▶ _Problem statement_
The entries below are to be returned exactly. Include all of them.

━━━ Supplied entries ━━━

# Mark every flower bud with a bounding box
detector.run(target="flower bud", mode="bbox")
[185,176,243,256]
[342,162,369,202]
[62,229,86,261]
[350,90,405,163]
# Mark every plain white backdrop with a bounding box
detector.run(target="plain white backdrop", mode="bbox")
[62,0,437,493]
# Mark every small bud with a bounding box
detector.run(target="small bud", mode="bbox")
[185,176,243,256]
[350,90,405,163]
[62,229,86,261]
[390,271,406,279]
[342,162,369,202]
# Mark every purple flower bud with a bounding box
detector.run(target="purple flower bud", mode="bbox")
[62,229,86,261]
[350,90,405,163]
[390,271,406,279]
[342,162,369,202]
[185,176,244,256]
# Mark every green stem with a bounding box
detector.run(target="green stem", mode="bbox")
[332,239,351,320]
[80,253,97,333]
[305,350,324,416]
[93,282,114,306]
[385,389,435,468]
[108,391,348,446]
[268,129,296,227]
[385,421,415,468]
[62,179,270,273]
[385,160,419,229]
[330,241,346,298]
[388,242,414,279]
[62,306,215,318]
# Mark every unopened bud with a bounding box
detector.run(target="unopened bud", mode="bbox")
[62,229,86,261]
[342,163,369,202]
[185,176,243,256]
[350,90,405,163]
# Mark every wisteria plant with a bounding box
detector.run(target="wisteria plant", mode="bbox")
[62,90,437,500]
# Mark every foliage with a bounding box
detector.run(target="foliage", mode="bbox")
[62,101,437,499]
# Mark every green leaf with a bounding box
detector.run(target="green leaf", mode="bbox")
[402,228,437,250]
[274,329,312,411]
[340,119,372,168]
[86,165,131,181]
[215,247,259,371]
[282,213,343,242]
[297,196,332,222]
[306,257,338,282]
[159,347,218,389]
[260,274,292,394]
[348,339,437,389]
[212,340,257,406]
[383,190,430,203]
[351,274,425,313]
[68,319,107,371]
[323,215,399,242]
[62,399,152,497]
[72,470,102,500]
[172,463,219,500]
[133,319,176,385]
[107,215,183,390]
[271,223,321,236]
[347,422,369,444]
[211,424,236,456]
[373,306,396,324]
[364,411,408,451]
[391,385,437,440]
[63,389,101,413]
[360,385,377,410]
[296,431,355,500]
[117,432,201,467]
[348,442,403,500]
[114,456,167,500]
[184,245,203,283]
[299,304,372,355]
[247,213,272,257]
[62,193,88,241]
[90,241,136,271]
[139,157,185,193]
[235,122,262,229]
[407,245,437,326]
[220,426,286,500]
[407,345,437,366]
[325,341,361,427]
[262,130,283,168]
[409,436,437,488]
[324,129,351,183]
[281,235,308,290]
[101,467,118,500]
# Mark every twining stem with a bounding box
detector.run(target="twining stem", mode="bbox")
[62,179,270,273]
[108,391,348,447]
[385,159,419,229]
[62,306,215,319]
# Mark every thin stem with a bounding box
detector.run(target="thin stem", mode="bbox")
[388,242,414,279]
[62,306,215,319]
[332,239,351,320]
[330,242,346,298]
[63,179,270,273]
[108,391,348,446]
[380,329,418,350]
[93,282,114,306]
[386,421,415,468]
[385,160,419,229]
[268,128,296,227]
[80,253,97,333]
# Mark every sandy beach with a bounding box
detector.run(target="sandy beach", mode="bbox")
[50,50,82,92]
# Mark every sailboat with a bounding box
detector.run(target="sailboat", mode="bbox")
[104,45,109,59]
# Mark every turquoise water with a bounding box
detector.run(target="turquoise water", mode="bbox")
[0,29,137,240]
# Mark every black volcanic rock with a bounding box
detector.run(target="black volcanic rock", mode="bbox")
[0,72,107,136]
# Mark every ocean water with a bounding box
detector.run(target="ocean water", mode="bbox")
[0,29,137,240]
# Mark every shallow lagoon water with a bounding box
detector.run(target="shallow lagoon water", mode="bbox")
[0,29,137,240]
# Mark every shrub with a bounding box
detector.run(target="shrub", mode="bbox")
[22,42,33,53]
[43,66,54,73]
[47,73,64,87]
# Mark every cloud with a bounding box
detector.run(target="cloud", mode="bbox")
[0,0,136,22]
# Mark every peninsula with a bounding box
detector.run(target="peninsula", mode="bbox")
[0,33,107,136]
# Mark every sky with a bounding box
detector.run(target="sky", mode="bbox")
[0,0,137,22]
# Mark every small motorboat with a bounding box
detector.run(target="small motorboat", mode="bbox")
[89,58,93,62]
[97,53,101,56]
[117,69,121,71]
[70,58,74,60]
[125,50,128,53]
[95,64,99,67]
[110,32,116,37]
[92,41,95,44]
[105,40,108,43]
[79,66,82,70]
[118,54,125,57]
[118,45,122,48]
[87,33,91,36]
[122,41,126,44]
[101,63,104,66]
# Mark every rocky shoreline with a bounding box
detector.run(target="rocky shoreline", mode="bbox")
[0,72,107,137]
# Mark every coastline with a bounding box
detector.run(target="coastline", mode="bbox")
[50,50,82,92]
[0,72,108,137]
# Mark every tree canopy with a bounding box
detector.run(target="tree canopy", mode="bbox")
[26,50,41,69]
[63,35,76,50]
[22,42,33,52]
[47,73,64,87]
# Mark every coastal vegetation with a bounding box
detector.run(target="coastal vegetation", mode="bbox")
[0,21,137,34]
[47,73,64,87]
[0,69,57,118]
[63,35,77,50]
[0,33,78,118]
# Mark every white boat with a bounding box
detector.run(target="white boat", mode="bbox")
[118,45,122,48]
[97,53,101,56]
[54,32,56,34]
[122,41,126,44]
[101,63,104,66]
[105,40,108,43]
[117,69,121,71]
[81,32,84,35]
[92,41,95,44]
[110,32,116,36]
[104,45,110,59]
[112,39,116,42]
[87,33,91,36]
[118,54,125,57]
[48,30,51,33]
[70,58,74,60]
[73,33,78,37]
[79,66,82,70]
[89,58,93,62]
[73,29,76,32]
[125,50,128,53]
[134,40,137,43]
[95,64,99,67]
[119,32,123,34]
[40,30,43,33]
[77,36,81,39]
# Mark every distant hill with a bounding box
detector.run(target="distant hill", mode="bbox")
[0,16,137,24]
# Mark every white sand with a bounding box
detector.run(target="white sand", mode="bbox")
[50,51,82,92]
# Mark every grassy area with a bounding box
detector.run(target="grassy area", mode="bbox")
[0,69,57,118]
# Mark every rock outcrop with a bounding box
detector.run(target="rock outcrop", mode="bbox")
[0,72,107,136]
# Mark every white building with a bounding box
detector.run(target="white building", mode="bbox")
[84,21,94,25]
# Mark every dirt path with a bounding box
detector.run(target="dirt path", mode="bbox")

━━━

▶ _Output for this exercise_
# Mark every flower bud with a bounding box
detector.run(target="flower bud", mode="bbox")
[185,176,243,256]
[342,162,369,202]
[62,229,86,261]
[350,90,405,163]
# Mark every plain white backdrop with a bounding box
detector.run(target="plain white backdrop", mode="bbox")
[62,0,437,493]
# Mark every small bud with a bounding box
detector.run(target="small bud", mode="bbox")
[185,176,243,256]
[350,90,405,163]
[62,229,86,261]
[390,271,406,279]
[342,162,369,202]
# Mark every purple flower bud with a bounding box
detector.run(target="purple flower bud", mode="bbox")
[62,229,86,261]
[350,90,405,163]
[390,271,406,279]
[342,162,369,202]
[185,176,244,256]
# Mark every green stem with a bounding box
detector.run(target="green stem", mode="bbox")
[332,239,351,320]
[80,253,97,333]
[305,350,324,416]
[93,282,114,306]
[385,389,435,468]
[108,391,348,446]
[268,129,296,227]
[385,421,415,468]
[62,179,270,273]
[385,160,419,229]
[330,241,346,298]
[388,242,414,279]
[62,306,215,318]
# Mark every unopened bud with a bounding box
detector.run(target="unopened bud", mode="bbox")
[62,229,86,261]
[342,163,369,202]
[185,176,243,256]
[350,90,405,163]
# Mark every wisteria plant with a bounding box
detector.run(target="wisteria plant", mode="bbox")
[62,90,437,500]
# Mark every foliage with a bounding box
detector.run(target="foliage", mode="bbox")
[62,101,437,499]
# Mark every green leaf with a bounding box
detector.run(target="green leaf", mode="bbox")
[402,228,437,250]
[274,329,312,411]
[340,119,372,168]
[86,165,131,181]
[215,247,259,371]
[282,213,343,242]
[297,196,332,222]
[306,257,338,282]
[159,347,218,389]
[260,274,292,394]
[348,339,437,389]
[212,340,257,406]
[383,190,430,203]
[351,274,425,313]
[68,319,107,371]
[323,215,399,242]
[62,399,152,497]
[72,470,102,500]
[172,463,219,500]
[133,319,176,385]
[107,215,183,390]
[271,223,321,236]
[347,422,369,444]
[211,424,236,456]
[373,306,396,324]
[364,411,408,451]
[391,385,437,440]
[63,389,101,413]
[360,385,377,410]
[296,431,355,500]
[117,432,201,467]
[348,442,403,500]
[114,456,167,500]
[184,245,203,283]
[299,304,372,355]
[247,213,272,257]
[62,193,88,241]
[90,241,136,271]
[139,157,185,193]
[235,122,262,229]
[407,245,437,326]
[220,426,286,500]
[407,345,437,366]
[325,341,361,427]
[262,130,283,168]
[409,436,437,488]
[324,129,351,183]
[281,235,308,290]
[101,467,118,500]
# Mark every twining stem with a bounding box
detector.run(target="twining stem", mode="bbox")
[62,179,270,273]
[108,391,348,447]
[385,159,419,229]
[62,306,215,319]
# Mark every thin stem with a bounding box
detector.run(target="thin stem", mode="bbox")
[388,242,414,279]
[62,306,215,319]
[332,239,351,320]
[330,242,346,298]
[63,179,270,273]
[108,391,348,446]
[380,329,418,350]
[93,282,114,306]
[386,421,415,468]
[385,160,419,229]
[268,128,296,227]
[80,253,97,333]
# Mark every sandy beach with a bounding box
detector.run(target="sandy beach", mode="bbox")
[50,50,82,92]
# Mark every sailboat with a bounding box
detector.run(target="sailboat", mode="bbox")
[104,45,109,59]
# Mark every turquoise water with a bounding box
detector.run(target="turquoise water", mode="bbox")
[0,29,137,240]
# Mark every black volcanic rock with a bounding box
detector.run(target="black volcanic rock", mode="bbox")
[0,72,107,136]
# Mark every ocean water with a bounding box
detector.run(target="ocean water", mode="bbox")
[0,29,137,240]
# Mark every shallow lagoon water with a bounding box
detector.run(target="shallow lagoon water", mode="bbox")
[0,29,137,240]
# Mark every shrub with a bounding box
detector.run(target="shrub", mode="bbox")
[22,42,33,53]
[43,66,54,73]
[47,73,64,87]
# Mark every cloud with a bounding box
detector.run(target="cloud", mode="bbox")
[0,0,136,22]
# Mark every peninsula with a bounding box
detector.run(target="peninsula", mode="bbox")
[0,33,107,136]
# Mark every sky with a bounding box
detector.run(target="sky", mode="bbox")
[0,0,137,22]
# Mark every small motorboat with a bounding box
detector.run(target="small motorboat", mode="bbox")
[89,58,93,62]
[97,53,101,56]
[117,69,121,71]
[70,58,74,60]
[125,50,128,53]
[95,64,99,67]
[110,32,116,37]
[92,41,95,44]
[105,40,108,43]
[79,66,82,70]
[118,54,125,57]
[118,45,122,48]
[87,33,91,36]
[122,41,126,44]
[101,63,104,66]
# Mark every rocky shoreline with a bounding box
detector.run(target="rocky shoreline", mode="bbox")
[0,72,107,137]
# Mark every coastline with a bounding box
detector.run(target="coastline", mode="bbox")
[50,50,82,92]
[0,72,108,137]
# Mark every tree canopy with a bounding box
detector.run(target="tree canopy", mode="bbox")
[26,50,41,69]
[63,35,76,50]
[22,42,33,52]
[47,73,64,87]
# Mark every coastal vegetation with a bounding box
detector.run(target="coastal vegetation", mode="bbox")
[0,21,137,34]
[47,73,64,87]
[0,69,57,118]
[63,35,77,50]
[0,33,78,118]
# Mark every white boat with a bounding box
detector.run(target="white boat", mode="bbox")
[118,45,122,48]
[97,53,101,56]
[54,32,56,34]
[122,41,126,44]
[101,63,104,66]
[105,40,108,43]
[117,69,121,71]
[81,32,84,35]
[92,41,95,44]
[110,32,116,36]
[104,45,110,59]
[112,39,116,42]
[87,33,91,36]
[118,54,125,57]
[48,30,51,33]
[70,58,74,60]
[73,33,78,37]
[79,66,82,70]
[89,58,93,62]
[73,29,76,32]
[125,50,128,53]
[134,40,137,43]
[95,64,99,67]
[119,32,123,34]
[40,30,43,33]
[77,36,81,39]
# Mark every distant hill with a bounding box
detector.run(target="distant hill", mode="bbox")
[0,16,137,24]
# Mark every white sand with a bounding box
detector.run(target="white sand", mode="bbox")
[50,51,82,92]
# Mark every grassy area with a bounding box
detector.run(target="grassy area", mode="bbox")
[0,69,57,118]
# Mark every rock outcrop with a bounding box
detector.run(target="rock outcrop", mode="bbox")
[0,72,107,136]
# Mark every white building with a bounding box
detector.run(target="white building", mode="bbox")
[84,21,94,25]
# Mark every dirt path with a bounding box
detector.run(target="dirt path", mode="bbox")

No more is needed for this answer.